Transcribe the following entries word for word; no picture is to appear in the copy.

Records from a data source

↓

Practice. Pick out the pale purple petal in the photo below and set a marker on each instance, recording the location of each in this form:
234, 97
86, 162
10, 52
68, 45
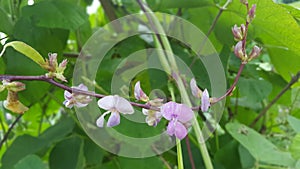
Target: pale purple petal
139, 93
195, 90
168, 110
180, 131
186, 114
81, 87
78, 104
107, 103
205, 103
100, 120
67, 95
145, 111
122, 105
171, 128
114, 119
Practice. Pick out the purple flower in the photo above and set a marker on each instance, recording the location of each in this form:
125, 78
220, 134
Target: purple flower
195, 89
139, 93
178, 115
238, 50
153, 117
78, 100
255, 52
238, 32
114, 105
205, 103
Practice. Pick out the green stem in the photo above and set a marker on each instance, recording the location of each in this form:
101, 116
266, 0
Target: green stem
178, 143
165, 43
179, 154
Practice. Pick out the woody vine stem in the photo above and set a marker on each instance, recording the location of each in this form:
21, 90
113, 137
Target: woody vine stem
167, 59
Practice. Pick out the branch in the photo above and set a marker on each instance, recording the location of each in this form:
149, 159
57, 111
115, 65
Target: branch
9, 130
221, 9
72, 90
285, 89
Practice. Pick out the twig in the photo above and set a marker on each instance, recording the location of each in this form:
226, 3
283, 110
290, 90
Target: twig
230, 90
286, 88
187, 142
9, 130
221, 9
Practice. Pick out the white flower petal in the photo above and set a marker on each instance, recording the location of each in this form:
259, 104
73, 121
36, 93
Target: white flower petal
113, 120
100, 120
123, 106
107, 103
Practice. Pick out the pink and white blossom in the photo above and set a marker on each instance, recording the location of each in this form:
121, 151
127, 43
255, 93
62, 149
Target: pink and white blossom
114, 105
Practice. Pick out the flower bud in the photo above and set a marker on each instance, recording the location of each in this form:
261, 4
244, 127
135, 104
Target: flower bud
238, 50
14, 86
244, 2
139, 93
255, 52
251, 13
195, 89
13, 104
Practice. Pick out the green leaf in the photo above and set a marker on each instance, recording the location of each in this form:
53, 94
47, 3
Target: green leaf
253, 90
21, 147
294, 123
5, 24
295, 147
222, 156
144, 163
30, 162
56, 14
247, 160
25, 50
67, 154
58, 131
259, 147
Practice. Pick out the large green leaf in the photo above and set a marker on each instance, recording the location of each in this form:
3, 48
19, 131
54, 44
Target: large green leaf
259, 147
56, 14
30, 162
21, 147
25, 50
5, 24
67, 154
253, 90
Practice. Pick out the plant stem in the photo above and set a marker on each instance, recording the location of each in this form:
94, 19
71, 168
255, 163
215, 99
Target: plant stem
175, 73
9, 130
187, 141
285, 89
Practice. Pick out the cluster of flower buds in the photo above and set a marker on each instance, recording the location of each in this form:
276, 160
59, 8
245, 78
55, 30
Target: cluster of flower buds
12, 102
240, 33
178, 115
56, 70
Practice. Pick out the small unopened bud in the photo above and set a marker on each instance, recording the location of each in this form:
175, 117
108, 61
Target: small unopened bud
238, 32
13, 104
52, 61
139, 93
244, 2
1, 88
238, 50
14, 86
251, 14
255, 52
195, 89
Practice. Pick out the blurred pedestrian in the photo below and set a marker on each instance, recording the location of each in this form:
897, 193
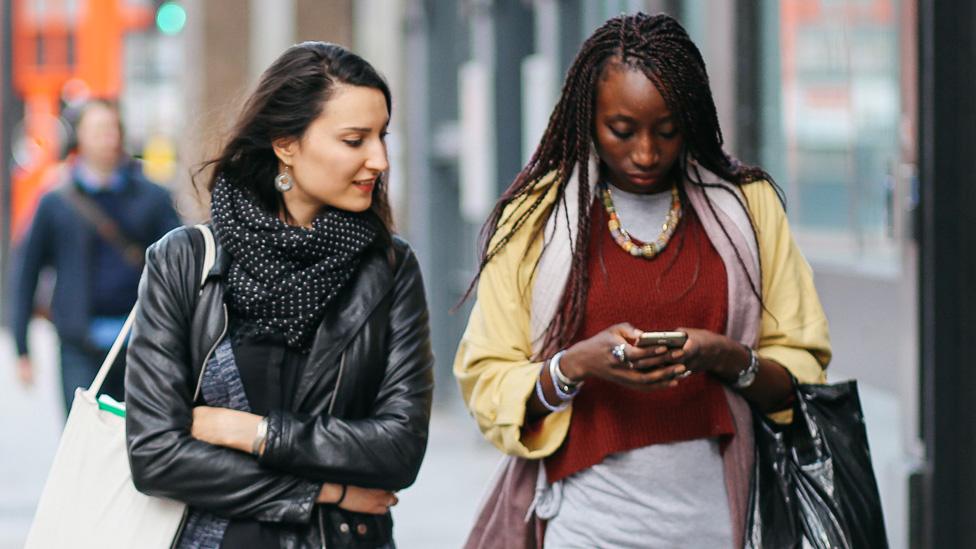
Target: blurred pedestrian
92, 229
309, 341
630, 217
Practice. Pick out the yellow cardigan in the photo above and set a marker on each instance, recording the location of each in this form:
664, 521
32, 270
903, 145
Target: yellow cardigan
493, 363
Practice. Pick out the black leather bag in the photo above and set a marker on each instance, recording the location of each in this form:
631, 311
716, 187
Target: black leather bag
813, 477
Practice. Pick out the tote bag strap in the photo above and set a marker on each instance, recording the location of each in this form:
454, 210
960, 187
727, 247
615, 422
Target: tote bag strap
209, 258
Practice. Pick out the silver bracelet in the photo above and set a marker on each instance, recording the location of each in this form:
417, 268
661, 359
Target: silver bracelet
748, 375
568, 386
542, 396
565, 388
260, 437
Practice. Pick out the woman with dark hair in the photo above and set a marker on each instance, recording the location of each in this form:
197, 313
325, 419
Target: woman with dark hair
286, 399
630, 217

↑

*SOLUTION TO THIS PROBLEM*:
Practice. Pick out the pale purple petal in the photo below and set a marker on each instance, recording the location of each in this form:
234, 97
86, 162
10, 52
68, 45
Target: pale purple petal
139, 93
195, 90
168, 110
180, 131
186, 114
81, 87
78, 104
107, 103
205, 103
100, 120
67, 95
145, 111
122, 105
171, 128
114, 119
Practice. Pick out the purple flower in the photo above and set a marker on each instance, recording the location of each in this form:
125, 78
220, 134
Target: purple flower
195, 89
139, 93
178, 115
238, 50
153, 117
78, 100
255, 52
238, 32
114, 105
205, 103
Practice. Pick out the green stem in the photo above and set a marker on each instance, recording the location of each in this form:
101, 116
266, 0
Target: green stem
178, 143
165, 43
179, 154
Practice. Pick out the woody vine stem in the photo above and set a marker on each instance, recording the location of each in this form:
21, 90
113, 137
Target: woody vine stem
167, 59
Practice. Pick out the branch in the photo above and set a marker on each instance, recording the location of each in this form:
149, 159
57, 111
115, 65
Target: branch
9, 130
221, 9
72, 90
285, 89
Practice. Pick out the twig in the photo above and set a marker on each instance, recording the location of each in this form:
226, 3
283, 110
290, 90
Target: twig
230, 90
286, 88
187, 142
9, 130
221, 9
Practice. Pick out the white flower petal in the photo above and set a marker on each instance, recording the location of each in this form:
259, 104
73, 121
36, 93
Target: white flower petal
113, 120
100, 120
123, 106
107, 103
Practice. Pick out the pink and white blossom in the photo above and set a marker on each instance, recording the location of each in this form:
121, 151
127, 43
255, 93
62, 149
Target: pink and white blossom
114, 105
Practice. Pick out the flower bud in the photo above and set a marker on each instance, recording the location of each in this form:
261, 4
244, 127
135, 104
Target: flower bud
238, 50
14, 86
244, 2
139, 93
255, 52
251, 13
195, 89
13, 104
Practice. Pick out the green leaf in the photo above and set a marker on each instance, recording the location of each in this form:
53, 94
47, 3
Target: green leaf
253, 90
21, 147
294, 123
5, 24
295, 147
222, 156
144, 163
30, 162
56, 14
247, 160
25, 50
67, 154
58, 131
259, 147
Practice. Pick out the large green leaf in the photo above and set a marker on each instance, recording the location of each in this form:
3, 48
19, 131
54, 44
Target: large green leaf
259, 147
56, 14
30, 162
21, 147
25, 50
5, 24
67, 154
253, 90
Practice. Pick out the plant stem in the photo above and set a marker on each instance, recording the location of each in this form:
94, 19
71, 168
255, 163
215, 99
Target: plant stem
175, 73
9, 130
187, 141
285, 89
Practice. Pick out the cluster of flower buds in the photo above and set a marker on each instance, recording the location of each in this form:
276, 160
59, 8
245, 78
55, 30
Target: cluster of flower buds
12, 102
240, 33
178, 115
56, 70
Practice. Pick out the small unopened bud in the photo above and set a marker on each instance, recording the location of each in this form:
175, 117
108, 61
Target: small unopened bud
238, 32
13, 104
52, 61
139, 93
244, 2
1, 88
238, 50
14, 86
251, 14
255, 52
195, 89
Practice. Pick out the blurred pedestrian in the photo below and set a marker on each instance, recording the location of each in this form:
897, 193
Target: blurred pedestrian
92, 229
309, 341
630, 217
Practice. Pick out the yellow cardigan in the photo above and set a marker on each instance, recording the location of each in this form:
664, 521
32, 270
903, 145
Target: yellow cardigan
493, 363
Practice. Pick out the black leather bag in the photo above and set a marker on each instance, recording the location of each in this form:
631, 311
716, 187
Target: black leather bag
813, 477
Practice. Pick out the tote bag strap in the photo above and set a marker on each instance, recording the location of each in this form:
454, 210
960, 187
727, 247
615, 422
Target: tote bag strap
209, 258
Practice. Pick out the silver bracelet in the photo above and set a marker on each instance, recording the location of each in this form:
417, 268
661, 359
Target: silver bracelet
748, 375
568, 386
542, 396
565, 388
260, 437
Practice. Pick out the woman with dark hair in the photo above and set a marker on each instance, recording the location of each in this form:
197, 313
325, 419
Target: woman with dark hair
286, 399
630, 217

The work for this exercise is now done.